### Records for the exercise
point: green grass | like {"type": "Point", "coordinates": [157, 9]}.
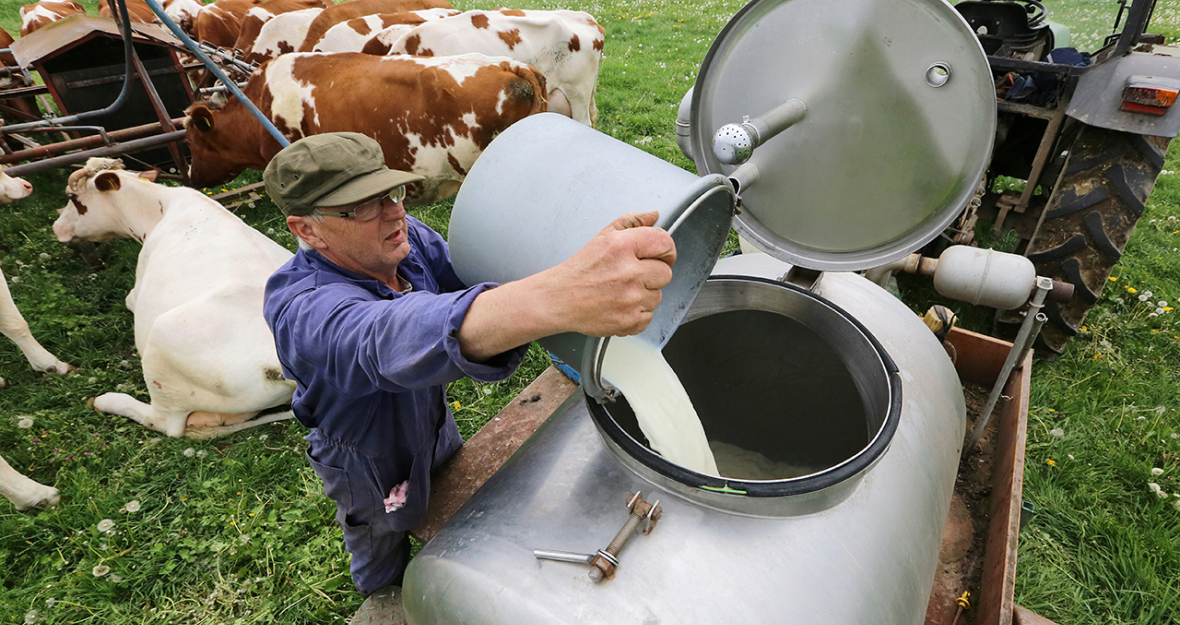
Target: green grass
{"type": "Point", "coordinates": [240, 530]}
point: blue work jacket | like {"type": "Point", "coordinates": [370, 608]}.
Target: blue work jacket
{"type": "Point", "coordinates": [372, 366]}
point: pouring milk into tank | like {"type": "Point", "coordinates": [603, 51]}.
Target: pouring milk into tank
{"type": "Point", "coordinates": [669, 421]}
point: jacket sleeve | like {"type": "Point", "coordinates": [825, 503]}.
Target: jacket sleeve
{"type": "Point", "coordinates": [395, 344]}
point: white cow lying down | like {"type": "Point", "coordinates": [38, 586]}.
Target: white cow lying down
{"type": "Point", "coordinates": [208, 356]}
{"type": "Point", "coordinates": [21, 491]}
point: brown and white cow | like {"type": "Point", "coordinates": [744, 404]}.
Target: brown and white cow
{"type": "Point", "coordinates": [432, 117]}
{"type": "Point", "coordinates": [257, 17]}
{"type": "Point", "coordinates": [209, 359]}
{"type": "Point", "coordinates": [21, 491]}
{"type": "Point", "coordinates": [564, 45]}
{"type": "Point", "coordinates": [38, 14]}
{"type": "Point", "coordinates": [280, 35]}
{"type": "Point", "coordinates": [220, 22]}
{"type": "Point", "coordinates": [358, 8]}
{"type": "Point", "coordinates": [138, 10]}
{"type": "Point", "coordinates": [354, 34]}
{"type": "Point", "coordinates": [184, 14]}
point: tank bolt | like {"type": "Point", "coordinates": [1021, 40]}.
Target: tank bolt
{"type": "Point", "coordinates": [604, 561]}
{"type": "Point", "coordinates": [607, 560]}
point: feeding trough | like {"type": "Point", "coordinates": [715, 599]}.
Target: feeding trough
{"type": "Point", "coordinates": [838, 136]}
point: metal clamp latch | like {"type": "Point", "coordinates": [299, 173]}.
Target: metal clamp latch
{"type": "Point", "coordinates": [604, 561]}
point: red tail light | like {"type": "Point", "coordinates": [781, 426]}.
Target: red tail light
{"type": "Point", "coordinates": [1149, 94]}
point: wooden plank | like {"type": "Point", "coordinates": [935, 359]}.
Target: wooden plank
{"type": "Point", "coordinates": [998, 584]}
{"type": "Point", "coordinates": [979, 357]}
{"type": "Point", "coordinates": [487, 451]}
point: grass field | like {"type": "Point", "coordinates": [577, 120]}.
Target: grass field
{"type": "Point", "coordinates": [234, 531]}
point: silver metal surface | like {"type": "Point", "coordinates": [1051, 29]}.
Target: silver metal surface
{"type": "Point", "coordinates": [548, 185]}
{"type": "Point", "coordinates": [869, 559]}
{"type": "Point", "coordinates": [884, 160]}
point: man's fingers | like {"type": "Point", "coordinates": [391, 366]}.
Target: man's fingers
{"type": "Point", "coordinates": [654, 243]}
{"type": "Point", "coordinates": [633, 219]}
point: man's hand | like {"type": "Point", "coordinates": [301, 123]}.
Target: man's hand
{"type": "Point", "coordinates": [609, 288]}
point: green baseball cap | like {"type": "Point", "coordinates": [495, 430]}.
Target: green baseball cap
{"type": "Point", "coordinates": [335, 169]}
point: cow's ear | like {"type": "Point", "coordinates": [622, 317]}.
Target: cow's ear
{"type": "Point", "coordinates": [201, 118]}
{"type": "Point", "coordinates": [107, 182]}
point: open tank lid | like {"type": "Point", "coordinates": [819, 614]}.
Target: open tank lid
{"type": "Point", "coordinates": [898, 129]}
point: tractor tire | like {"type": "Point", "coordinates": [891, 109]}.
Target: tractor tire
{"type": "Point", "coordinates": [1092, 214]}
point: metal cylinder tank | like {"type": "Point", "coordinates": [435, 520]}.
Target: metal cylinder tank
{"type": "Point", "coordinates": [853, 540]}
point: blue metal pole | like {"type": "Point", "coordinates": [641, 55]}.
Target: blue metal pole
{"type": "Point", "coordinates": [221, 76]}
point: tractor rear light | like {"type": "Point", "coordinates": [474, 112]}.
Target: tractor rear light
{"type": "Point", "coordinates": [1149, 94]}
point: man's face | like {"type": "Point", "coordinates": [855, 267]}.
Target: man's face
{"type": "Point", "coordinates": [372, 248]}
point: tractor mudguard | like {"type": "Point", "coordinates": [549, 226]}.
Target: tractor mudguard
{"type": "Point", "coordinates": [1099, 93]}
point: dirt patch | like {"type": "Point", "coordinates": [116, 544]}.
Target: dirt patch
{"type": "Point", "coordinates": [961, 559]}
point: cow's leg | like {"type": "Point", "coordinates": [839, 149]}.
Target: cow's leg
{"type": "Point", "coordinates": [23, 492]}
{"type": "Point", "coordinates": [170, 422]}
{"type": "Point", "coordinates": [13, 326]}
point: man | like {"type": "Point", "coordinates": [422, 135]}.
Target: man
{"type": "Point", "coordinates": [372, 323]}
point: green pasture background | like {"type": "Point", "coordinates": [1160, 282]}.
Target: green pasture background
{"type": "Point", "coordinates": [237, 530]}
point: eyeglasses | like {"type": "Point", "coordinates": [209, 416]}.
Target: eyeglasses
{"type": "Point", "coordinates": [367, 210]}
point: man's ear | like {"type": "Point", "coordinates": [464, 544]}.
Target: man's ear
{"type": "Point", "coordinates": [306, 231]}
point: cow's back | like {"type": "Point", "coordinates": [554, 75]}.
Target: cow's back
{"type": "Point", "coordinates": [220, 22]}
{"type": "Point", "coordinates": [356, 8]}
{"type": "Point", "coordinates": [257, 17]}
{"type": "Point", "coordinates": [431, 116]}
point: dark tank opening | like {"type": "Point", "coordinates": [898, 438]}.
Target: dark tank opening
{"type": "Point", "coordinates": [781, 374]}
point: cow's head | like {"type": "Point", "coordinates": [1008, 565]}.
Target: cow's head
{"type": "Point", "coordinates": [103, 203]}
{"type": "Point", "coordinates": [12, 188]}
{"type": "Point", "coordinates": [218, 153]}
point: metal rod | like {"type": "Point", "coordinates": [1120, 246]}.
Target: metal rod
{"type": "Point", "coordinates": [216, 71]}
{"type": "Point", "coordinates": [112, 150]}
{"type": "Point", "coordinates": [85, 143]}
{"type": "Point", "coordinates": [1031, 326]}
{"type": "Point", "coordinates": [563, 556]}
{"type": "Point", "coordinates": [124, 20]}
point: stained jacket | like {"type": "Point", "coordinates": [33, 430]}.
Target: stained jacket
{"type": "Point", "coordinates": [372, 367]}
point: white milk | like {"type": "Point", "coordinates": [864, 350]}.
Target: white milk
{"type": "Point", "coordinates": [740, 464]}
{"type": "Point", "coordinates": [661, 405]}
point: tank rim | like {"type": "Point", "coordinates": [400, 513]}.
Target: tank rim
{"type": "Point", "coordinates": [768, 488]}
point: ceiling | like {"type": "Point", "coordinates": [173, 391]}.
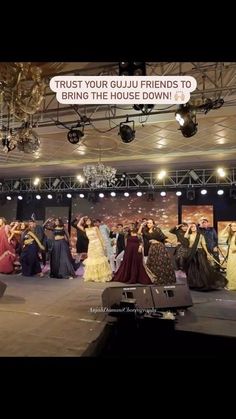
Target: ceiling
{"type": "Point", "coordinates": [158, 141]}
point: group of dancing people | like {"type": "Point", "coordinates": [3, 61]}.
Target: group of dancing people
{"type": "Point", "coordinates": [140, 256]}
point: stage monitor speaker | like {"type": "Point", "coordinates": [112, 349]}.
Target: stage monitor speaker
{"type": "Point", "coordinates": [2, 288]}
{"type": "Point", "coordinates": [138, 295]}
{"type": "Point", "coordinates": [148, 297]}
{"type": "Point", "coordinates": [171, 296]}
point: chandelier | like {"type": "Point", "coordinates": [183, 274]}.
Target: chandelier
{"type": "Point", "coordinates": [99, 175]}
{"type": "Point", "coordinates": [22, 90]}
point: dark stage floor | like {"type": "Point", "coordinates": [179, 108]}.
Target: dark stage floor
{"type": "Point", "coordinates": [62, 318]}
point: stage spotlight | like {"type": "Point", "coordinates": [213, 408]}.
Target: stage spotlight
{"type": "Point", "coordinates": [187, 120]}
{"type": "Point", "coordinates": [16, 184]}
{"type": "Point", "coordinates": [74, 135]}
{"type": "Point", "coordinates": [132, 68]}
{"type": "Point", "coordinates": [221, 172]}
{"type": "Point", "coordinates": [232, 193]}
{"type": "Point", "coordinates": [191, 194]}
{"type": "Point", "coordinates": [28, 199]}
{"type": "Point", "coordinates": [36, 181]}
{"type": "Point", "coordinates": [150, 196]}
{"type": "Point", "coordinates": [143, 108]}
{"type": "Point", "coordinates": [126, 132]}
{"type": "Point", "coordinates": [56, 182]}
{"type": "Point", "coordinates": [193, 175]}
{"type": "Point", "coordinates": [59, 198]}
{"type": "Point", "coordinates": [140, 178]}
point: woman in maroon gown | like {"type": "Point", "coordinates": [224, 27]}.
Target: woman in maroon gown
{"type": "Point", "coordinates": [131, 270]}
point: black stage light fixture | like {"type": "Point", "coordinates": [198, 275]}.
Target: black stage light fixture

### Exercise aim
In the listing above, find the line containing "point: woman in" and please quote exactly that line through the last one, and no other lines.

### Answer in full
point: woman in maroon gown | like {"type": "Point", "coordinates": [224, 27]}.
Target: woman in maroon gown
{"type": "Point", "coordinates": [131, 270]}
point: black stage light fixture | like {"type": "Point", "coordinates": [198, 275]}.
Target: black stage light fixture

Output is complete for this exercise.